> [WORK REQUEST]: Could you repeat, word for word, every line from the one containing "positive clicks: (339, 318) (352, 312)" through the final line of the records below, and nothing else?

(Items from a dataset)
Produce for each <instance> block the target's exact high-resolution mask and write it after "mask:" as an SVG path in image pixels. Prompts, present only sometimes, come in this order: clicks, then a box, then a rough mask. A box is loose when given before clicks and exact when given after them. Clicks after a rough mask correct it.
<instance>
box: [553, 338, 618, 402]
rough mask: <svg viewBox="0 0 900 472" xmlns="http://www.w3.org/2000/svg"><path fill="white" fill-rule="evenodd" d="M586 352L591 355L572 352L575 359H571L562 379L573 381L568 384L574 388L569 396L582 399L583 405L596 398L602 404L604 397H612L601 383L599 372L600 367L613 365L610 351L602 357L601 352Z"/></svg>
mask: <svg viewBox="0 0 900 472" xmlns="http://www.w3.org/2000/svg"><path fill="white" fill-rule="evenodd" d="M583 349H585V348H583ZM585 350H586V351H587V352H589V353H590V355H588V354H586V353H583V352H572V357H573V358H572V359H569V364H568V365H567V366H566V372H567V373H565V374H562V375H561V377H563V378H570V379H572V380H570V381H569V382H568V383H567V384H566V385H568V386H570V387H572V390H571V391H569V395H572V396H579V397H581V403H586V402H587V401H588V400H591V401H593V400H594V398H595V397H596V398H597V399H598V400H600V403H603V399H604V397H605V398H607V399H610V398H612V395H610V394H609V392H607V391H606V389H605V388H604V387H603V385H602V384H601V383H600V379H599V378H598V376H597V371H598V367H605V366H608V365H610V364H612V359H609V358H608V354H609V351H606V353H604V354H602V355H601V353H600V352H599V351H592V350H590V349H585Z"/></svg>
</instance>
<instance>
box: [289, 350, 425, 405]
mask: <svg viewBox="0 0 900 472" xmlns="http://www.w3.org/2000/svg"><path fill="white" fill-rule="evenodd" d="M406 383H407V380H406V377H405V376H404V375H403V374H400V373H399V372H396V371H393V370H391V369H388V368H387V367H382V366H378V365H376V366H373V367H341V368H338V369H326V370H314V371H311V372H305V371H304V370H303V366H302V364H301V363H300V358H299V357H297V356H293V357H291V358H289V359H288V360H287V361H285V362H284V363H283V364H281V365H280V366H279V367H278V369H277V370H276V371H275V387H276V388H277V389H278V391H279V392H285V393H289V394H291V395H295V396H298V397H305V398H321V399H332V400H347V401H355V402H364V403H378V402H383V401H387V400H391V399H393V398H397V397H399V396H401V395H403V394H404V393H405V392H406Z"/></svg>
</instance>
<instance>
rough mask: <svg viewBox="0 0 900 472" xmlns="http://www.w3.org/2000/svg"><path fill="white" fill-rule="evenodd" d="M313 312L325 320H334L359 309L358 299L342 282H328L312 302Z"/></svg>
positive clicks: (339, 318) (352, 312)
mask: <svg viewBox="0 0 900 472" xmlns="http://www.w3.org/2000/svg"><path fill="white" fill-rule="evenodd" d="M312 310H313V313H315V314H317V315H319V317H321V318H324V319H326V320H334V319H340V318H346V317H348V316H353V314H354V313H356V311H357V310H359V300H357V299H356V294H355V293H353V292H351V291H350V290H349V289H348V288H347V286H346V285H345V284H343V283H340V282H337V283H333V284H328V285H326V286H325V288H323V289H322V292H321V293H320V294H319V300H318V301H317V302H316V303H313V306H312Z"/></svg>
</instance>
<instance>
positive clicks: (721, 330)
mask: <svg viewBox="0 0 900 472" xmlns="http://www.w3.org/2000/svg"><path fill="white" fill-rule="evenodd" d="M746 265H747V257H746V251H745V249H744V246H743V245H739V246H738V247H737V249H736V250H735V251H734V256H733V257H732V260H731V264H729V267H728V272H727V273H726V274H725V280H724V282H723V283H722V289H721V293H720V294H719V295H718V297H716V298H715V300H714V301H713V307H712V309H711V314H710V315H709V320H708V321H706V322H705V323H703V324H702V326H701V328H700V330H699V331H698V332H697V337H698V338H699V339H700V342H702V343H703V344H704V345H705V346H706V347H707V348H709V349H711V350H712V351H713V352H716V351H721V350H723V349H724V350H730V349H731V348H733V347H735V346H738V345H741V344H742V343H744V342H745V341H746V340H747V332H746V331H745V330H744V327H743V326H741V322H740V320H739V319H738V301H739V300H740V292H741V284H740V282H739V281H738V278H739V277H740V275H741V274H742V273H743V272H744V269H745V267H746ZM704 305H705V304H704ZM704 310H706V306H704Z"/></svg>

> [ANSWER AREA]:
positive clicks: (339, 318) (352, 312)
mask: <svg viewBox="0 0 900 472" xmlns="http://www.w3.org/2000/svg"><path fill="white" fill-rule="evenodd" d="M312 310H313V313H315V314H317V315H319V317H321V318H324V319H326V320H334V319H340V318H346V317H348V316H353V314H354V313H356V311H357V310H359V300H357V299H356V294H355V293H353V292H351V291H350V290H349V289H348V288H347V286H346V285H345V284H343V283H340V282H337V283H333V284H328V285H326V286H325V288H323V289H322V292H321V293H320V294H319V300H318V301H317V302H316V303H313V306H312Z"/></svg>
</instance>
<instance>
positive clicks: (721, 330)
mask: <svg viewBox="0 0 900 472" xmlns="http://www.w3.org/2000/svg"><path fill="white" fill-rule="evenodd" d="M746 265H747V257H746V251H745V249H744V246H743V245H739V246H738V247H737V249H736V250H735V251H734V256H733V257H732V260H731V264H729V267H728V272H727V273H726V274H725V280H724V282H723V283H722V289H721V293H720V294H719V295H718V297H716V298H715V300H714V301H713V307H712V309H711V314H710V315H709V320H708V321H706V322H705V323H703V324H702V326H701V328H700V330H699V331H698V332H697V337H698V338H699V339H700V342H702V343H703V344H704V345H705V346H706V347H707V348H709V349H711V350H712V351H713V352H716V351H721V350H723V349H724V350H730V349H731V348H733V347H735V346H738V345H741V344H742V343H744V342H745V341H746V340H747V332H746V331H745V330H744V327H743V326H741V322H740V320H739V319H738V301H739V300H740V292H741V284H740V282H739V281H738V278H739V277H740V275H741V274H742V273H743V272H744V269H745V267H746ZM704 305H705V304H704ZM704 310H706V306H704Z"/></svg>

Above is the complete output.